→ Your goal
Below is a block of records; please copy all of them exactly.

→ Data excerpts

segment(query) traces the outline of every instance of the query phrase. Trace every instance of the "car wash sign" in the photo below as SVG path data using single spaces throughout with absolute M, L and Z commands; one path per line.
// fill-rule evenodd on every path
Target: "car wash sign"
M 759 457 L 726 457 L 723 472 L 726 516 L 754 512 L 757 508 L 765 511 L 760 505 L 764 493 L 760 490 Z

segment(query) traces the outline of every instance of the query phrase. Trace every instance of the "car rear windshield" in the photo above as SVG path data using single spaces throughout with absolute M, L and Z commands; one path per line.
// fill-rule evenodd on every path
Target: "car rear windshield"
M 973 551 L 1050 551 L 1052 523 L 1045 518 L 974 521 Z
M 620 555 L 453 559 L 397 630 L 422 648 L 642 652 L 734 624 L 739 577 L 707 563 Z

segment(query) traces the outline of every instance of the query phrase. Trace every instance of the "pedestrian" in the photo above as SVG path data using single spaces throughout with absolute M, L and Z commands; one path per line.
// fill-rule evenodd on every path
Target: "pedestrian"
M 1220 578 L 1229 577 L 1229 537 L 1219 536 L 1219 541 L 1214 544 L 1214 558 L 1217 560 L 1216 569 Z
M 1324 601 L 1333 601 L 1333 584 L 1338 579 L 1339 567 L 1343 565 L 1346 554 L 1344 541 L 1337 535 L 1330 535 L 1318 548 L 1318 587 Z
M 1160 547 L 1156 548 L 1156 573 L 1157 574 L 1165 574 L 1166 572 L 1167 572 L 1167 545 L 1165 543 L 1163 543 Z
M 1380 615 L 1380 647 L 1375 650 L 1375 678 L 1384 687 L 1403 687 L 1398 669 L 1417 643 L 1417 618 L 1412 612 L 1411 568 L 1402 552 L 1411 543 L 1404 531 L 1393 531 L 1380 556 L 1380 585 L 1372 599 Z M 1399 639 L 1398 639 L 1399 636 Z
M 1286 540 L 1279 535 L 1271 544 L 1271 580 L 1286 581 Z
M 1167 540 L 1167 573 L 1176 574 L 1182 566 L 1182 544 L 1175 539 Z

→ Answer to this problem
segment(query) traces the outline of every instance of the query phrase. Trace every instance of the "car wash sign" in the photo below as SVG path data using single spaces throughout with absolute M, L and Z commands; one path per line.
// fill-rule evenodd on every path
Target: "car wash sign"
M 759 457 L 726 457 L 723 472 L 726 516 L 754 512 L 757 508 L 765 511 L 760 505 L 764 493 L 760 490 Z

segment(query) traces the outline of every instance of the query phrase. Trace every instance of the "car rear windshield" in the photo above as SVG path data using single spaces throughout with absolute M, L and Z commands; one path per line.
// fill-rule evenodd on every path
Target: "car rear windshield"
M 973 551 L 1050 551 L 1052 523 L 1045 518 L 974 521 Z
M 620 555 L 453 559 L 397 630 L 422 648 L 642 652 L 734 624 L 739 577 L 707 563 Z

segment(query) traces the outline of every instance of the query phrase. Trace every instance of the "pedestrian" in the photo above as SVG path data using single spaces throughout with absolute M, L and Z commands; one path per line.
// fill-rule evenodd on every path
Target: "pedestrian"
M 1220 578 L 1229 577 L 1229 537 L 1219 536 L 1219 541 L 1214 544 L 1214 558 L 1217 560 L 1216 569 Z
M 1324 601 L 1333 601 L 1333 584 L 1338 579 L 1339 567 L 1343 565 L 1346 554 L 1344 541 L 1337 535 L 1330 535 L 1318 548 L 1318 587 Z
M 1160 547 L 1156 548 L 1156 573 L 1157 574 L 1165 574 L 1166 572 L 1167 572 L 1167 545 L 1165 543 L 1163 543 Z
M 1380 615 L 1380 647 L 1375 650 L 1375 678 L 1384 687 L 1403 687 L 1398 669 L 1417 643 L 1417 618 L 1412 612 L 1411 568 L 1402 552 L 1411 543 L 1404 531 L 1393 531 L 1380 556 L 1380 585 L 1372 599 Z M 1399 639 L 1398 639 L 1399 636 Z
M 1286 540 L 1279 535 L 1271 544 L 1271 580 L 1286 581 Z
M 1167 540 L 1167 573 L 1176 574 L 1182 566 L 1182 544 L 1175 539 Z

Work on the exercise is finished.